_What to do_:
Please output the data exactly, without omitting anything.

========================

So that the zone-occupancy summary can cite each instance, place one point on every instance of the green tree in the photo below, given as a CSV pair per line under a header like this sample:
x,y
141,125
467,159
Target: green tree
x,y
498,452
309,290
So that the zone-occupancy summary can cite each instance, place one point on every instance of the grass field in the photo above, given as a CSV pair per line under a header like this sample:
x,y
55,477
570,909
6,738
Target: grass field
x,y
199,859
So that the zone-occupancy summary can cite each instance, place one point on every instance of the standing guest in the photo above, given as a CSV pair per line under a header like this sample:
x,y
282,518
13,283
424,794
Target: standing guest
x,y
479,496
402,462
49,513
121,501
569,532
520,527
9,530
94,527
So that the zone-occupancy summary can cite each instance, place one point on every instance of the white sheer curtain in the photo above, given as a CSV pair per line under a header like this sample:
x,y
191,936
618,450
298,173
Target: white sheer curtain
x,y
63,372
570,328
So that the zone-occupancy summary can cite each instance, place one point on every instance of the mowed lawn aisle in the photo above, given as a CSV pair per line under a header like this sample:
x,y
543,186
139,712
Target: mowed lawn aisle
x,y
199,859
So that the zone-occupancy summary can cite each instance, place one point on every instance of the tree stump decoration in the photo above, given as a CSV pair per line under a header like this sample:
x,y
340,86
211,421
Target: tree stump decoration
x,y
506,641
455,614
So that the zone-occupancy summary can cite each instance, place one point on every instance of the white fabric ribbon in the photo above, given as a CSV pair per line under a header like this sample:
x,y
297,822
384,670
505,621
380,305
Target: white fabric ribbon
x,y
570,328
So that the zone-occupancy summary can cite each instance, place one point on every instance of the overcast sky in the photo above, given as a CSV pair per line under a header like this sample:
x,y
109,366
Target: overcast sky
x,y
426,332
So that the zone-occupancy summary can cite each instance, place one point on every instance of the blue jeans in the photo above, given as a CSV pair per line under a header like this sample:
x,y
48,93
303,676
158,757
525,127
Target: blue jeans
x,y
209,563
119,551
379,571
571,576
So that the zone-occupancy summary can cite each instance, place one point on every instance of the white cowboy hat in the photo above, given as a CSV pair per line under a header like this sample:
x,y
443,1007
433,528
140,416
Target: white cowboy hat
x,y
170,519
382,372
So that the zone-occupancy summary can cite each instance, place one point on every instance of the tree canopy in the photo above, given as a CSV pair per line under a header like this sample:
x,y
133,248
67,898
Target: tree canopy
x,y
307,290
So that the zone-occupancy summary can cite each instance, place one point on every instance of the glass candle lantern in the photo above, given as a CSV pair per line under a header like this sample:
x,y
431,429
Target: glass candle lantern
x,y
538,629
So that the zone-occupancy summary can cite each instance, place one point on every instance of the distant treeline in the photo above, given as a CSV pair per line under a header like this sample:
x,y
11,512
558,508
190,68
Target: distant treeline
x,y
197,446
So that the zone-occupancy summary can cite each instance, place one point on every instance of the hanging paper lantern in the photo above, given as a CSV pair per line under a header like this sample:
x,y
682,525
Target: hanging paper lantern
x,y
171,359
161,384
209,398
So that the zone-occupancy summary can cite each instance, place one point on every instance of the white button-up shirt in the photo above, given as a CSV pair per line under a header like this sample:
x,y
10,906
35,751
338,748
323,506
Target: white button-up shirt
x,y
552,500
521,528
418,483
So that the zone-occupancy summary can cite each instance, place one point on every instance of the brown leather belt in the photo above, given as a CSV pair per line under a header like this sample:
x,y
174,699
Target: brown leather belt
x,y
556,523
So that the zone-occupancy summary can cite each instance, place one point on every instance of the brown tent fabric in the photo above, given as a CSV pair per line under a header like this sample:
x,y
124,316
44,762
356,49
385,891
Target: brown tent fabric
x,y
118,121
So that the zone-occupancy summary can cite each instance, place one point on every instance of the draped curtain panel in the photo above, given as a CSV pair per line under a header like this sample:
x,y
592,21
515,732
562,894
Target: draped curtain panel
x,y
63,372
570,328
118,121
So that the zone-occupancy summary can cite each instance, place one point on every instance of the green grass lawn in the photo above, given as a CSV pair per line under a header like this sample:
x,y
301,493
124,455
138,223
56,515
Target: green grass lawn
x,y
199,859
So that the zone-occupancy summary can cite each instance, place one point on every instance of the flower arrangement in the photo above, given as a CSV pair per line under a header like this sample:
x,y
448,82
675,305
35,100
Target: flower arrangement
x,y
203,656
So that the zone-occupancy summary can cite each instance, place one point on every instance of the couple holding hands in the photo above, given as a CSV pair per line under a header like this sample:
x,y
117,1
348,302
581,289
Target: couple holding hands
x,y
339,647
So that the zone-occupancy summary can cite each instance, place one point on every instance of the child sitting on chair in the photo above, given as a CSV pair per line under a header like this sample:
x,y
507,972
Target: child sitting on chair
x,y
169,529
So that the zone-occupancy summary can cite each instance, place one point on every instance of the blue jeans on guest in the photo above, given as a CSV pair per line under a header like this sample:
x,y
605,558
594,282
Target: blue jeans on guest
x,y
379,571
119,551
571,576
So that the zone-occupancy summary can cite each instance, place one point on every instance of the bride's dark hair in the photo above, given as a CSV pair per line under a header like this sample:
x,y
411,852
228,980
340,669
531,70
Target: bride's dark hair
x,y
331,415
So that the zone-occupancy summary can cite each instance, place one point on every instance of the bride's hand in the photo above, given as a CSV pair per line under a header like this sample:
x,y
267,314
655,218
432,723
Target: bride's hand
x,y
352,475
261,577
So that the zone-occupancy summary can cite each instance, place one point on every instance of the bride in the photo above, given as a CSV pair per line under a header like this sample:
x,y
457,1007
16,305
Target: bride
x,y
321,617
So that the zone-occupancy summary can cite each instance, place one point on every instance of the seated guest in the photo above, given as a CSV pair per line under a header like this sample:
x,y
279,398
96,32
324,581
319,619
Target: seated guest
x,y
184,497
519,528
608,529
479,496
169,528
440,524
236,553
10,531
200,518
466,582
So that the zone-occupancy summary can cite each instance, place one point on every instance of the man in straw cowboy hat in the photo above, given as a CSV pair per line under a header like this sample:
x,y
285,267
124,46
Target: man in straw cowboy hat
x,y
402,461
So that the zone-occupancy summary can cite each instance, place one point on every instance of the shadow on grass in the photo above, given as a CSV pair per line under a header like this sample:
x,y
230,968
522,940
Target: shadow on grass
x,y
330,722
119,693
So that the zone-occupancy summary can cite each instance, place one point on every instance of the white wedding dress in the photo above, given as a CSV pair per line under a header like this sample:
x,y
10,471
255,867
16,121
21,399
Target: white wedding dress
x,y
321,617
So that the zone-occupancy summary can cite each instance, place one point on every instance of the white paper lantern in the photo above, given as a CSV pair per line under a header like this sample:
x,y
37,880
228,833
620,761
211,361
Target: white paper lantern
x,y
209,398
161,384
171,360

========================

_Exercise output_:
So that the zone-occupancy summary can cite each instance, place one point on every instance of the green tree in the photo below, given as a CSV pair per line under a header like this sample:
x,y
141,125
467,159
Target: green tree
x,y
498,452
309,290
So that the zone-occupancy summary can cite each instance, place one point on every instance of the grass field in the photo above, given as a CSV pair per line under a header like this sample:
x,y
55,477
570,909
6,738
Target: grass field
x,y
199,859
So that the zone-occupancy summary can cite each instance, place one point on every instance of the standing guest in the photo above, given as a CSV pair per line under a header like this sample:
x,y
282,518
13,283
424,794
Target: standing guest
x,y
479,496
402,462
49,513
121,501
569,532
520,527
9,530
94,527
So that the zone-occupancy summary can cite each instance, place one point on every instance of the white sheer curtain in the photo above, given as a CSV pair per line under a header like this sample:
x,y
191,936
618,450
298,173
Target: white sheer curtain
x,y
63,372
570,328
So that the zone-occupancy summary can cite each instance, place one point on every instance of the mowed lawn aisle in the photo above, given as a CSV pair per line under a header like this sample:
x,y
543,186
139,712
Target: mowed lawn aisle
x,y
199,859
So that the zone-occupancy summary can cite each instance, place one point on every instance of the tree stump decoration in the photo above, given as a CSV pair per line under a header like this sample:
x,y
340,86
211,421
Target: tree stump decoration
x,y
506,641
455,614
So that the zone-occupancy summary can cite each instance, place one point on every instance of the white fabric ribbon in the photo above, given as a CSV pair per line under a header like this sample:
x,y
297,822
384,670
505,621
380,305
Target: white fabric ribbon
x,y
570,328
So that the zone-occupancy summary can cite each instance, place one point on every instance of the overcast sky in the photo above, given as a CSV pair per line under a header like this sample:
x,y
109,366
Target: overcast sky
x,y
426,332
So that the zone-occupancy summary can cite each instance, place one point on every instance of the blue jeans in the photo above, given as a CSV pair per line under a header like this sample:
x,y
48,93
303,676
158,757
525,127
Target: blue jeans
x,y
209,563
119,551
379,571
571,576
So that the zone-occupancy summary can cite each instance, place one point on every instance of the white cowboy hat in the photo above, given as a CSV pair per line under a header like this sample:
x,y
443,1007
433,528
140,416
Target: white cowboy hat
x,y
170,519
382,372
So that the zone-occupancy summary can cite each instance, place one point on every instance of the tree canopy in the photo above, given as a CSV pair per line under a header like this sample:
x,y
133,248
67,898
Target: tree canopy
x,y
307,290
So that the zone-occupancy summary can cite each instance, place one point on every instance of the glass candle lantern in the photo above, given as a CSV pair per line under a header like this sample:
x,y
431,429
Target: glass candle lantern
x,y
538,629
So that the zone-occupancy summary can cite each instance, place one point on every instance of the distant treeline in the photo above, given as a CSV pair per line under a header like this sample:
x,y
11,512
558,508
190,68
Target: distant treeline
x,y
197,446
So that the zone-occupancy summary can cite each instance, place one point on every instance of the hanging paper lantern in the photo above, given as a CSV pair per line under a header like this sample:
x,y
682,525
Target: hanging paper lantern
x,y
171,359
161,384
209,398
So that the zone-occupancy summary can cite each instance, place one point on every instance of the white button-up shirt in the photo above, given as a CSV pair per line under a header like this sample:
x,y
10,906
35,751
338,748
323,506
Target: white button-up shirt
x,y
552,500
521,528
418,483
So that the zone-occupancy summary can cite each instance, place one point on every instance of the brown leather belt in the photo above, given as a CSV pair per line under a header like this sample:
x,y
174,699
Target: brown leather belt
x,y
556,523
So that the zone-occupancy summary can cite each instance, place one point on every instance of the brown tent fabric in the photo above, given as a CSV pair per line under a header like this sample:
x,y
124,316
44,762
356,49
385,891
Target: brown tent fabric
x,y
118,121
So that the zone-occupancy summary can cite each instance, place one point on every instance of the draped curtain panel in the photo above, given as a CSV pair per line under a header like this sample:
x,y
592,21
515,732
562,894
Target: draped curtain panel
x,y
63,372
570,328
118,121
So that the zone-occupancy summary can cite each instance, place one point on every instance of the green grass lawn in the photo above, given as a CSV pair per line under a header like this sample:
x,y
301,493
124,455
138,223
56,515
Target: green grass lawn
x,y
199,859
So that the zone-occupancy summary can cite each instance, place one point on every instance of the flower arrangement in the photo above, given as a CSV pair per line under a header like this sample:
x,y
448,82
675,305
35,100
Target: flower arrangement
x,y
203,656
So that the zone-occupancy summary can cite each instance, place one point on every instance of the couple holding hands in the photo above, given as a CSV pair per line under a header like this sample:
x,y
117,1
348,302
581,289
Target: couple holding hands
x,y
339,647
So that the zone-occupancy summary can cite each instance, place one point on every instance of the child sitting on chair in the photo above, given as a CSV pair per line under a header like this sample:
x,y
507,972
Target: child sitting on chair
x,y
169,529
So that the zone-occupancy summary can cite each instance, place one point on every instance of the blue jeans on guest in the photo above, given as a CSV pair per line under a header like this sample:
x,y
605,558
594,282
Target: blue jeans on guest
x,y
379,571
119,551
571,576
So that the zone-occupancy summary can cite each instance, place one point on every instance of the bride's dark hair in the photo above, given as a CSV pair per line under a header like this sample:
x,y
411,852
228,980
340,669
531,70
Target: bride's dark hair
x,y
331,415
So that the zone-occupancy summary can cite each instance, place one point on every instance of the bride's hand in the photo above, given as a CSV pair per line under a header like this sample:
x,y
267,314
655,218
432,723
Target: bride's hand
x,y
352,475
261,577
So that the zone-occupancy summary can cite each instance, place one point on every instance of the bride in the photo above, given as a CSV pair per line under a header like this sample:
x,y
457,1007
16,305
Target: bride
x,y
321,617
So that the zone-occupancy summary can cite each instance, place one point on every instance of the seated guest in the photo above, given as a CSV pair per line under a header like this sample:
x,y
279,398
96,32
324,581
319,619
Target: seated guest
x,y
184,497
519,528
608,529
479,496
169,528
440,524
236,553
10,531
200,518
466,582
So that the zone-occupancy summary can cite each instance, place one point on every instance of the man in straw cowboy hat in the photo above, given as a CSV pair per line under a header like this sample:
x,y
285,267
124,46
Target: man in straw cowboy hat
x,y
402,461
So that the zone-occupancy summary can cite each instance, place one point on every instance of the shadow on grass in the photo above, given as a CSV pair per line under a header like this sample:
x,y
230,968
522,940
Target: shadow on grass
x,y
330,722
119,693
So that the zone-occupancy summary can cite each instance, place one point on every instance of the white wedding dress in the photo above, given as a CSV pair per line under a header like this sample:
x,y
10,471
255,867
16,121
21,399
Target: white wedding dress
x,y
321,617
So that the zone-occupancy summary can cite each instance, place one point on every instance of the white paper lantern in the photo above, given as a CSV pair per line under a header like this sample:
x,y
37,880
228,833
620,761
211,361
Target: white paper lantern
x,y
209,398
161,384
171,360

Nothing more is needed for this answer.